(Natural-language object grounding data)
◆ ◆ ◆
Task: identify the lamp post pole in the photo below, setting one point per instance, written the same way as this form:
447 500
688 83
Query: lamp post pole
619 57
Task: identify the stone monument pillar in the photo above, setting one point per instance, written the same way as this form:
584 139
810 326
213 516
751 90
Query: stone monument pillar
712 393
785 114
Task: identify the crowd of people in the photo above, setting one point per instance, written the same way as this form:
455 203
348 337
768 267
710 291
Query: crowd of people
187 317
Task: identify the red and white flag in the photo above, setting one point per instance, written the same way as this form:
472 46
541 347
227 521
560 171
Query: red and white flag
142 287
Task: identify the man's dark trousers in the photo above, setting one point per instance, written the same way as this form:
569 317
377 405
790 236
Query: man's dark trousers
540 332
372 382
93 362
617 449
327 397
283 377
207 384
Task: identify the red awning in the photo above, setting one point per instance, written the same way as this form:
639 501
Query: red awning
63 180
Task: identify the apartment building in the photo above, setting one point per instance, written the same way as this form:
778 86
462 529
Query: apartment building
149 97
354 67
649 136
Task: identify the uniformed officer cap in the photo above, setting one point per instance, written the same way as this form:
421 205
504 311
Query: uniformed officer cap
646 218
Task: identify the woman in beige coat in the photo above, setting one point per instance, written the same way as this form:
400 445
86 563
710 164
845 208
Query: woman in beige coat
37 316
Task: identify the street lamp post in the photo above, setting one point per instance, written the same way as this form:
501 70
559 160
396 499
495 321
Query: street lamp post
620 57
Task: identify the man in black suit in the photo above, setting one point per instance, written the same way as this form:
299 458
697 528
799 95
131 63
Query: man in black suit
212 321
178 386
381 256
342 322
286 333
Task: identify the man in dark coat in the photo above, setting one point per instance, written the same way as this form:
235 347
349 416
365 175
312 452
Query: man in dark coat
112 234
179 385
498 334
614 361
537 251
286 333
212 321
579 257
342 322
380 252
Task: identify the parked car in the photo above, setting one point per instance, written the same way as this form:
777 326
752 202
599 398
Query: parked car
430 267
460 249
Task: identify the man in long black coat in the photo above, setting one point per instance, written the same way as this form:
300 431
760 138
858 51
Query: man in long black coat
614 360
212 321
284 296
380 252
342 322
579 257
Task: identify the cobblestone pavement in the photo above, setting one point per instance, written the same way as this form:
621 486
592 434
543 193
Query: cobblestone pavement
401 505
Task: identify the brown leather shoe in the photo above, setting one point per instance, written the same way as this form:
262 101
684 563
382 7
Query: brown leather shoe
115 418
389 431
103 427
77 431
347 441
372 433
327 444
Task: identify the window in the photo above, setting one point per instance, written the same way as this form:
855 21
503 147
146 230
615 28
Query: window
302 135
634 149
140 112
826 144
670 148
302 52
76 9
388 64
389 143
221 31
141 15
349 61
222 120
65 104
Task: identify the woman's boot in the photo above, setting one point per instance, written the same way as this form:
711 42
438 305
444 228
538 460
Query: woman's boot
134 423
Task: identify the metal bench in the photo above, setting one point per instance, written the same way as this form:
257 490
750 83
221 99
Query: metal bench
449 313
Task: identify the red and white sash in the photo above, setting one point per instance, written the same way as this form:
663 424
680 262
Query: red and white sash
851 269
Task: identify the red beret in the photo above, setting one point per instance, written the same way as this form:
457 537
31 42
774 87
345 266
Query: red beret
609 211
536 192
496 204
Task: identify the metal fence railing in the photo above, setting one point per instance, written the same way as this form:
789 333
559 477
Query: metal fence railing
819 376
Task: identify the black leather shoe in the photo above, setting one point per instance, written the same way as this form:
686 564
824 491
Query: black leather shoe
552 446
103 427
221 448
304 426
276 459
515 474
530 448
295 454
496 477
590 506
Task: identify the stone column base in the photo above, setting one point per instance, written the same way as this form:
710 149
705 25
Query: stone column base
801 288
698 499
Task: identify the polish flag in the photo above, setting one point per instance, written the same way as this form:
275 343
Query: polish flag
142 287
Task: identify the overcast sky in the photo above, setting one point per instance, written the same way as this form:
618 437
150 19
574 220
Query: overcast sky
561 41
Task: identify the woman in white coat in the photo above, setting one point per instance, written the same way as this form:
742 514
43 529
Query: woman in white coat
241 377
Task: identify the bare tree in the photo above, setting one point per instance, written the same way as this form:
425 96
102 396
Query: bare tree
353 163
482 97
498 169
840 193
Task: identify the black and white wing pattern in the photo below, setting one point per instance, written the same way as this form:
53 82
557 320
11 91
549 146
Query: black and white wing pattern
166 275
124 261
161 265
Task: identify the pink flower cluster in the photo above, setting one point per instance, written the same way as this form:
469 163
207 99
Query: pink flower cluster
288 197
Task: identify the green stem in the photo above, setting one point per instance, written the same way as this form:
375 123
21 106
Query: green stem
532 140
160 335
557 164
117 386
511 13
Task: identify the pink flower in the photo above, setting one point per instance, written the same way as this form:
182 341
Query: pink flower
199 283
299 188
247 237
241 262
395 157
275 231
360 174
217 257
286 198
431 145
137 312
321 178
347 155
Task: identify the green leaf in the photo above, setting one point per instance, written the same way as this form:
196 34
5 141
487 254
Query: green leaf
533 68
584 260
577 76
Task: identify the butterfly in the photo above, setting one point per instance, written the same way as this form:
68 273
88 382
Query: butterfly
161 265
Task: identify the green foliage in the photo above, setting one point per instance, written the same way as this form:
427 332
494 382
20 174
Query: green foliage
◆ ◆ ◆
WORK ITEM: Only lines with the word "below" are needed. Copy them from the preceding records.

OUTPUT FOR THIS EXERCISE:
Task: identify the lamp post pole in the photo below, setting one point per instance, written the same way as this form:
Task: identify the black and white wing pattern in the photo below, setting one point per instance, written the same way as this form:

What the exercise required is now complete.